WHAT IS REQUIRED — Rescale the material, starting with the line that contains "Reviewer note: check that each instance of the gold clock" and going on through the end, by writing those lines out again with the requests left as they are and every x and y coordinate in the answers multiplied by 1.2 and rounded to a whole number, halves up. Give only those lines.

[Records from a point-labeling set]
-*-*-
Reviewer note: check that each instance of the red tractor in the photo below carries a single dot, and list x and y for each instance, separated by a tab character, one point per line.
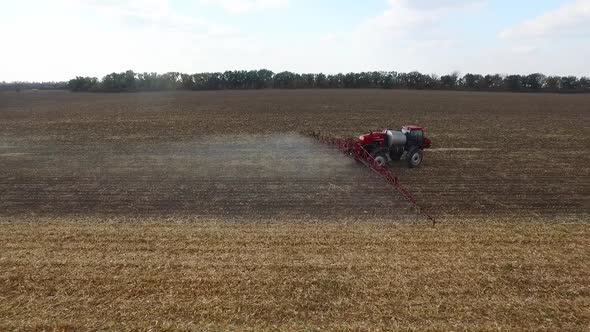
388	145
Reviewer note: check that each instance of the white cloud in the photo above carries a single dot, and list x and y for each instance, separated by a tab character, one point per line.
572	19
406	16
242	6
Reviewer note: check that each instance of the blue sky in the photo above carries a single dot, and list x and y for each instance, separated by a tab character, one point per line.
59	39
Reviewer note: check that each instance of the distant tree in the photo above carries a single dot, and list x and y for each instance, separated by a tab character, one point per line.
513	83
552	83
492	82
472	81
569	83
83	84
449	81
322	81
534	81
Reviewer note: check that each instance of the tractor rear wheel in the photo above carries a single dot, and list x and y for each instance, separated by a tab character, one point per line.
415	158
381	159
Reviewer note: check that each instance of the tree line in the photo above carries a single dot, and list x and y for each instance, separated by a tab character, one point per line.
130	81
18	86
263	79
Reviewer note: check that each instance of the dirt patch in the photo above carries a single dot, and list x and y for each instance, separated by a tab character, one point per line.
232	175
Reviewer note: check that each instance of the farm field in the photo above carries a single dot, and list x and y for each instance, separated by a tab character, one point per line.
210	210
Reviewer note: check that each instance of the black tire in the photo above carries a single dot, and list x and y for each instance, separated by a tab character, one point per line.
415	158
380	159
395	156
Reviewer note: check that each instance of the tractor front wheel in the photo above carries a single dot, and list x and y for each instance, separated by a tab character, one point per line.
415	158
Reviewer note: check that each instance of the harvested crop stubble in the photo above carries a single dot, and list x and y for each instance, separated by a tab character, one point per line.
293	275
507	154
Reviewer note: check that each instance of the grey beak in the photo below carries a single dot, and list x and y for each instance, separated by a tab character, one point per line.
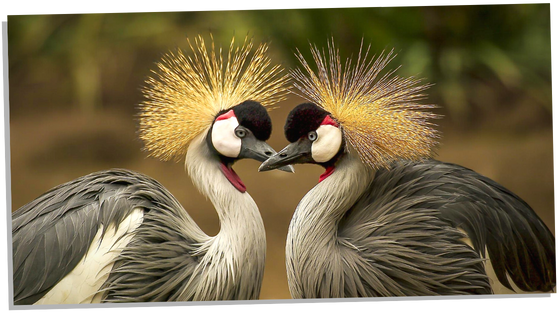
259	150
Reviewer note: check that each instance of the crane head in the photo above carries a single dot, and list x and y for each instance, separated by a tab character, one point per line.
240	133
315	138
379	116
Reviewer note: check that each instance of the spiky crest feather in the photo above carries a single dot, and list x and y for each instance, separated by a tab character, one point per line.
381	118
187	92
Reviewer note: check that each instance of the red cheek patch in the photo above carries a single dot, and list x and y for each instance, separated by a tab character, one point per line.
227	115
329	121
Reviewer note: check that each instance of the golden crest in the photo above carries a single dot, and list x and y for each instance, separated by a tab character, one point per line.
380	117
187	92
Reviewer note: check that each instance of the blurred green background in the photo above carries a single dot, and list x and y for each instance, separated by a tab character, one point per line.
75	81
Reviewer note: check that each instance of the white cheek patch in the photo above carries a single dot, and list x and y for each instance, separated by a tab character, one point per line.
224	138
329	139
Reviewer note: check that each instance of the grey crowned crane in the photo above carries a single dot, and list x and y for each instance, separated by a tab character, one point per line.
120	236
385	218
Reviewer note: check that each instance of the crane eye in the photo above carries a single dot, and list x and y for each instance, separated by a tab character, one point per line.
312	135
240	133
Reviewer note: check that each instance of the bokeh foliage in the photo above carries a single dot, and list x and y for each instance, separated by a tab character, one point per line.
487	60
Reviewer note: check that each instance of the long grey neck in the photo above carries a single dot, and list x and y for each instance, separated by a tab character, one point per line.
312	242
236	255
235	209
324	205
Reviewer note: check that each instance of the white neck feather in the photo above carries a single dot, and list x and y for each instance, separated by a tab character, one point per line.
314	227
237	252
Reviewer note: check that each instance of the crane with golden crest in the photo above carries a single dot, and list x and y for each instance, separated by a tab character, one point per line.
386	219
120	236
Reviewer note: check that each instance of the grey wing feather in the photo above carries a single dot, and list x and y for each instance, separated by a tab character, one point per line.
52	233
411	213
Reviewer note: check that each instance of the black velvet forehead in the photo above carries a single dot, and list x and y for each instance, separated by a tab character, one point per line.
303	119
253	116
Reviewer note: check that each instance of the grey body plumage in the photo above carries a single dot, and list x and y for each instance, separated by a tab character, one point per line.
403	235
415	228
120	236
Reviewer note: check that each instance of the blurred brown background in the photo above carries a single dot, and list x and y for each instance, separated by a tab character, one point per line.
75	79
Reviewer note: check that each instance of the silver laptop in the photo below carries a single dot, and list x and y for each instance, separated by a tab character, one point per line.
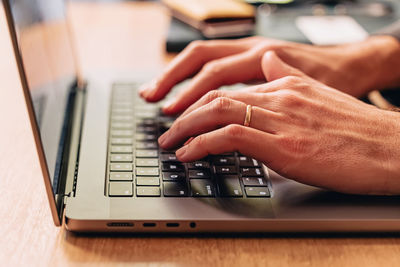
103	169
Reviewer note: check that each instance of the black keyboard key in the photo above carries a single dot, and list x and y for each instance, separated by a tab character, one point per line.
225	170
252	172
223	160
198	165
202	188
173	189
245	161
174	176
199	174
172	167
229	186
148	181
168	158
257	191
148	191
254	181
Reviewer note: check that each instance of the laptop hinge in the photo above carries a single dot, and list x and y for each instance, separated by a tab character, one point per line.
74	146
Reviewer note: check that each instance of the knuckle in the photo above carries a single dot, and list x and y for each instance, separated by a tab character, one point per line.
200	142
211	95
292	80
213	68
221	104
177	126
291	99
195	46
234	132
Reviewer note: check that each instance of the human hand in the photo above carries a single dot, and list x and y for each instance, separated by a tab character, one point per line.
352	68
300	128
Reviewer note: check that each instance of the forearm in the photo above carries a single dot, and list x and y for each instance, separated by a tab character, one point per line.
381	55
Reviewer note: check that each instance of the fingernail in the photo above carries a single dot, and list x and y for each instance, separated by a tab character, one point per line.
169	104
162	139
181	152
188	141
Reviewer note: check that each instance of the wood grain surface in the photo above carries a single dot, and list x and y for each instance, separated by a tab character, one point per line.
27	234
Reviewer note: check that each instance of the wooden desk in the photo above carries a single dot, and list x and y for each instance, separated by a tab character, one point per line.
28	236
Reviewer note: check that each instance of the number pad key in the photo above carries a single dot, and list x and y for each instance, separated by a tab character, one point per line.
172	189
145	137
144	162
172	167
120	176
198	165
254	181
147	172
257	191
121	158
168	158
222	160
174	176
121	167
248	162
225	169
146	153
199	174
120	189
229	186
148	191
251	172
121	149
155	181
146	145
202	188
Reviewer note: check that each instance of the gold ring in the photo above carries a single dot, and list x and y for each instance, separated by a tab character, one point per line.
248	116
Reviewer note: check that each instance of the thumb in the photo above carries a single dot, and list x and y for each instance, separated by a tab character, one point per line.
274	68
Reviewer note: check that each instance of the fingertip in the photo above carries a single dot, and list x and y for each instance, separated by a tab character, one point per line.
180	153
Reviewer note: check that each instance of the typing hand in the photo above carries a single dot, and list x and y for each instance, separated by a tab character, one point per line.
352	68
300	128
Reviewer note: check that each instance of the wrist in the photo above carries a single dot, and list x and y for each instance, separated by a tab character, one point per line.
391	145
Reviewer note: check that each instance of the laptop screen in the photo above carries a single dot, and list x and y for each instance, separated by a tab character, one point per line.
48	61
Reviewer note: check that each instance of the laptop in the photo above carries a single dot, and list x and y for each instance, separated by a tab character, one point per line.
103	169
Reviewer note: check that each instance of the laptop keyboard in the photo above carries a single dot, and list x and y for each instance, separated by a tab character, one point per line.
137	167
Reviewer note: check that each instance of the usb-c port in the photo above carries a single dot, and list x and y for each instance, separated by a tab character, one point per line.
149	225
172	224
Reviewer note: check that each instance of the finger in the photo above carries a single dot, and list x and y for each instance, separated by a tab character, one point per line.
248	141
274	68
229	70
218	113
189	61
242	95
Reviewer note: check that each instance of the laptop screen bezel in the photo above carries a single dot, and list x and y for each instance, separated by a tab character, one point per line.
56	209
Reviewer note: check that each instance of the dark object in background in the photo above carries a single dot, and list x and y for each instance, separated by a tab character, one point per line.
181	34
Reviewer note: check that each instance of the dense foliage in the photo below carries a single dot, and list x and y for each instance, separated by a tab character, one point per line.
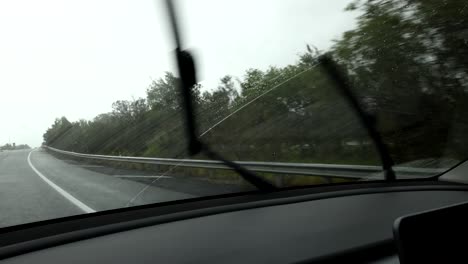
407	61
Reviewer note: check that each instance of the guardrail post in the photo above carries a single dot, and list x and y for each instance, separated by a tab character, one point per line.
279	181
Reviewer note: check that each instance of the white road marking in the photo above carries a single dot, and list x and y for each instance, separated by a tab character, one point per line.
64	193
141	176
90	166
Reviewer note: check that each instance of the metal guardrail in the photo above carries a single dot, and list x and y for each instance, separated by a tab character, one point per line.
311	169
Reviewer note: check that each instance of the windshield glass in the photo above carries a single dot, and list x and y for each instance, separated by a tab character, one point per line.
93	117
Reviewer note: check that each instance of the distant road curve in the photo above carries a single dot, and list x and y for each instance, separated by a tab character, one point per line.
36	186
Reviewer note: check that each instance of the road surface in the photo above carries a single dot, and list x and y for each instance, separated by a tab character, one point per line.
35	186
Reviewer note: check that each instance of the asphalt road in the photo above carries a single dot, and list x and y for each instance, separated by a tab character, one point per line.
35	186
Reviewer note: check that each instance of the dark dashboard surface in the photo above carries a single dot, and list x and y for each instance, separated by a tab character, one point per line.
275	234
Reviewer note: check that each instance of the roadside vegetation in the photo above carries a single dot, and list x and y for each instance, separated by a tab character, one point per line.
407	60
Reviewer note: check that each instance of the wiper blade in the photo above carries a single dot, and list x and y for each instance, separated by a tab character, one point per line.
342	83
187	73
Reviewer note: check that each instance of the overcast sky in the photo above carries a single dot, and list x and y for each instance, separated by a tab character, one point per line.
74	58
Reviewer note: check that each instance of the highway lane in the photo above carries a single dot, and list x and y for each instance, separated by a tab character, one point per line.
35	185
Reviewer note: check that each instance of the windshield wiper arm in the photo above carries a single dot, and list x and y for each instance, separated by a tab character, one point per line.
187	73
342	83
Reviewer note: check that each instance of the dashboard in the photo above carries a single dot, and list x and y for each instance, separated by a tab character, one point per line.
314	227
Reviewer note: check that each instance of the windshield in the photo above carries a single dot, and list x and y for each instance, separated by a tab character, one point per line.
94	118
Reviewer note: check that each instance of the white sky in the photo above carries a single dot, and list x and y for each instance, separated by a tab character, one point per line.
74	58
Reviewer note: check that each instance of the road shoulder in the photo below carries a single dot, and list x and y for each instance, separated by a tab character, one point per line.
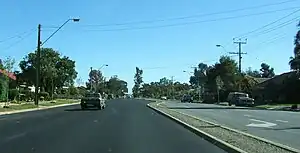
225	137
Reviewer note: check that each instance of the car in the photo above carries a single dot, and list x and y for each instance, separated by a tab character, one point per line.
240	99
92	100
245	101
163	98
187	98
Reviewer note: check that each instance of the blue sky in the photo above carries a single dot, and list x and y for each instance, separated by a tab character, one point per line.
160	51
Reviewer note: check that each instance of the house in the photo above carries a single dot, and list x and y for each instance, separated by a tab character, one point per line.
279	89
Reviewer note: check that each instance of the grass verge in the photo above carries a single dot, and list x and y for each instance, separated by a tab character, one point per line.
41	104
239	140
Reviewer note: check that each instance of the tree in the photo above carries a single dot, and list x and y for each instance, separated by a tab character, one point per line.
267	71
253	73
295	61
117	86
55	70
8	65
138	80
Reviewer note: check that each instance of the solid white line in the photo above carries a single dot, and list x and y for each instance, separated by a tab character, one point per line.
16	136
282	121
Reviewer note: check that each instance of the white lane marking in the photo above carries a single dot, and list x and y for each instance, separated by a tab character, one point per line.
282	121
16	136
263	124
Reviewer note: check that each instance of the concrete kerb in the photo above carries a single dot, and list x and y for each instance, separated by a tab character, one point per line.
221	144
36	109
285	147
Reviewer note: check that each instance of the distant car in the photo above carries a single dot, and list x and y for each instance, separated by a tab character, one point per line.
93	100
240	99
164	98
245	101
187	98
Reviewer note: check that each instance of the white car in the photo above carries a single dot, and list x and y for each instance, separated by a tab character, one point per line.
92	100
164	98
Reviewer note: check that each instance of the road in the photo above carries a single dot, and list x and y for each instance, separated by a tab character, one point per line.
278	126
125	126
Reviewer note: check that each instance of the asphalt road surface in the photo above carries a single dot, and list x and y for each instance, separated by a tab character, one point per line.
278	126
125	126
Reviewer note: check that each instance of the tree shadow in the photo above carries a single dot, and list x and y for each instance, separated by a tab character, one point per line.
81	110
286	128
213	108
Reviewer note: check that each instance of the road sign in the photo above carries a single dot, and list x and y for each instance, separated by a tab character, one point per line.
9	74
262	124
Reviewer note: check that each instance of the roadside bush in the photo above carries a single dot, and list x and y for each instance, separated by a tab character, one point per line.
44	95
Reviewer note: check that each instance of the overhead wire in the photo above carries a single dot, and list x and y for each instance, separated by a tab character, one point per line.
193	22
192	16
19	41
19	35
264	26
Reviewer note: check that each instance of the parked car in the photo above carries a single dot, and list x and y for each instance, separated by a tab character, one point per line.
240	99
93	100
163	98
187	98
245	101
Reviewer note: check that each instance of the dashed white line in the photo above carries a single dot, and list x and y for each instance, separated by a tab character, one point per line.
282	121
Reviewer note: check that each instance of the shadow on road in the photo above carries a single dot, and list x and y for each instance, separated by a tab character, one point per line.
212	108
287	128
79	109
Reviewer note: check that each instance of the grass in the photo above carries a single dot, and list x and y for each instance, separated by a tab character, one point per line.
18	107
31	105
58	102
275	105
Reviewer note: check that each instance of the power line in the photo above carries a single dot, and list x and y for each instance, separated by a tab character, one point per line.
16	36
253	31
17	42
193	16
278	26
194	22
174	66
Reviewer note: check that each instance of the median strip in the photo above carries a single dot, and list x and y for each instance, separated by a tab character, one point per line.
228	139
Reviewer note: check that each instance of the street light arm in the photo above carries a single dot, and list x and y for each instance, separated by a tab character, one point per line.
222	47
103	66
56	31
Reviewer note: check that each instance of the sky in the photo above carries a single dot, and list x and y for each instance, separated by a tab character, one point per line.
164	38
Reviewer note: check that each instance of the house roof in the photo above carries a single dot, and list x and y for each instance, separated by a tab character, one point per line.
277	79
257	80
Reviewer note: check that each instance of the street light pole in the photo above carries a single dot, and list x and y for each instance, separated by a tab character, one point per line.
38	57
222	47
38	67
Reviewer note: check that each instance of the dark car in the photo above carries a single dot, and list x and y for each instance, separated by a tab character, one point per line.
92	100
187	98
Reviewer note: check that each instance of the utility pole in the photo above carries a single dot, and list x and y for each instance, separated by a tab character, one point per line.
240	42
200	88
173	93
38	67
92	83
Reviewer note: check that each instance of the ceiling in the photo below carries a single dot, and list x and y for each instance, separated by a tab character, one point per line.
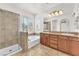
34	8
43	8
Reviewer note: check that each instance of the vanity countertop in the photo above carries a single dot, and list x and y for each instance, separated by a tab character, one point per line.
64	34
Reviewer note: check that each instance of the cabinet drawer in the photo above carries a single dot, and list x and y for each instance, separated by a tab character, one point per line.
53	45
53	41
53	38
63	37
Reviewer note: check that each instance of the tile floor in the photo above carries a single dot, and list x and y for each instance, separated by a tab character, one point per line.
41	50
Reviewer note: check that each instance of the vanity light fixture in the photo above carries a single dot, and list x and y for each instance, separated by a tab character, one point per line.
55	13
49	15
60	12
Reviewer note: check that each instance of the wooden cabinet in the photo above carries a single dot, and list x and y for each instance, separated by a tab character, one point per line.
53	41
74	46
44	39
63	44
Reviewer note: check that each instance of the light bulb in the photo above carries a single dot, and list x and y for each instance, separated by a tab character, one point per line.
53	14
56	13
60	12
49	15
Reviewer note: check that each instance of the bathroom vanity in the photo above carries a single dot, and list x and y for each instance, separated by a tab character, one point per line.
65	42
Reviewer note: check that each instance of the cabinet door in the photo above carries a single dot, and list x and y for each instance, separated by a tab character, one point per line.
42	39
46	39
53	41
63	44
74	46
2	31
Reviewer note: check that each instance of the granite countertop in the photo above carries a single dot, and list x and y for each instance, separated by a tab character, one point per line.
64	34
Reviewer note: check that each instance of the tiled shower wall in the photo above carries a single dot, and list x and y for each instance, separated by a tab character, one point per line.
8	28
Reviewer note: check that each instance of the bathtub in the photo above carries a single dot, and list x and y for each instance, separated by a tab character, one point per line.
33	40
10	50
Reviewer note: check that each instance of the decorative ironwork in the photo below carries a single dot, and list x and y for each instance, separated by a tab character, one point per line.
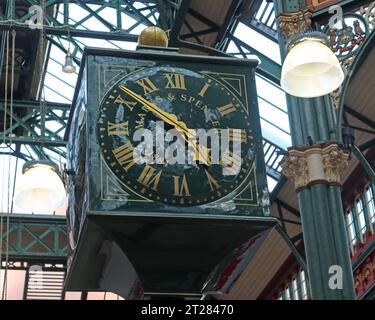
315	164
35	237
347	40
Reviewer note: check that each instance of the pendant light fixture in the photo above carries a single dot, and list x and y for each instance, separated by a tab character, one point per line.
310	68
40	188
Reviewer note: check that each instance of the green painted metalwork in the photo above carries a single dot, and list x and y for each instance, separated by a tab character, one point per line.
27	126
35	237
323	224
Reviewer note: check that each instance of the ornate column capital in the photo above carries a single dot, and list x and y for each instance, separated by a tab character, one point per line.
320	163
292	23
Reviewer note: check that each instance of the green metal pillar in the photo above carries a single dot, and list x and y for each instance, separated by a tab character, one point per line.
312	123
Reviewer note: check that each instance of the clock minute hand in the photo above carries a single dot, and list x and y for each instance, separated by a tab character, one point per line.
169	118
201	152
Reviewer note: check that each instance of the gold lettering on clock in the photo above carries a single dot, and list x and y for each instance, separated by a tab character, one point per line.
118	128
181	188
149	176
124	156
147	85
175	81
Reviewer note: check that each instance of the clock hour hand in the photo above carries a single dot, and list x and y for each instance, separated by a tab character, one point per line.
201	152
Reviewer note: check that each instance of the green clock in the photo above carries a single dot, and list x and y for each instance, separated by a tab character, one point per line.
163	98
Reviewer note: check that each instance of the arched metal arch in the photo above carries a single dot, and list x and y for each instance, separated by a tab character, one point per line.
363	52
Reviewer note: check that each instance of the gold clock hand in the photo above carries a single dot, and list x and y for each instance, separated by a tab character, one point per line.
201	152
167	117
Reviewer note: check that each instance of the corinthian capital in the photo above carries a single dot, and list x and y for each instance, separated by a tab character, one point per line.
315	164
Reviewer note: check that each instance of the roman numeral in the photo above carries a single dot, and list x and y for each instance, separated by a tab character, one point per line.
228	108
124	156
141	122
231	162
237	135
149	177
118	128
213	183
175	81
203	90
147	85
122	101
181	188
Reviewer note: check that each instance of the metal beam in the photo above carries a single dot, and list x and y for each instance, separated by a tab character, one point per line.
360	117
35	237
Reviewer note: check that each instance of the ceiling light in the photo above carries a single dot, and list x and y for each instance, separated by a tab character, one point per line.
310	68
40	188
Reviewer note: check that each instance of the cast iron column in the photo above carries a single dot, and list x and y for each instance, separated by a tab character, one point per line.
314	164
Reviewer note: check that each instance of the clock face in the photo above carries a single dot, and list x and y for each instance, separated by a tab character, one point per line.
-*-*-
THE RESPONSE —
Reviewer note: check that each instance of the gold clock hand in the photo above carries a single dot, and list x and y for each instance, separated by a tab character, one point per line.
241	182
200	140
Reviewer note: check that each instance of the corinthian capital in the photo above carries a single dot, and list x and y for each instance, separated by a tab character, one point per line.
378	197
Reviewer note: check that each instance of the roman numeral in the photo above carries a single dot, and list x and y for each instance, separated by a tab character, one point per line.
274	130
149	187
169	146
277	194
284	162
179	212
142	154
256	220
210	97
244	108
176	102
146	121
217	226
Reviewer note: check that each instance of the metal beam in the photo above carries a single dot, and list x and y for each instance, separated by a tab character, one point per line.
432	140
42	284
Reviewer note: check that each instance of the ceiling light in the photo above carries a single dot, and list x and y for each instance, separated by a tab character, one point per line.
372	82
48	226
Reviewer note: check that each instance of the cast iron column in the photo above carries a single dot, and list x and y for each instance, separated by a tab character, one point per line.
377	197
Reviewer note: check that each instance of the clock face in the photo above carries a single dot, and list x and y for each instance, separated by a tab character, one point per line.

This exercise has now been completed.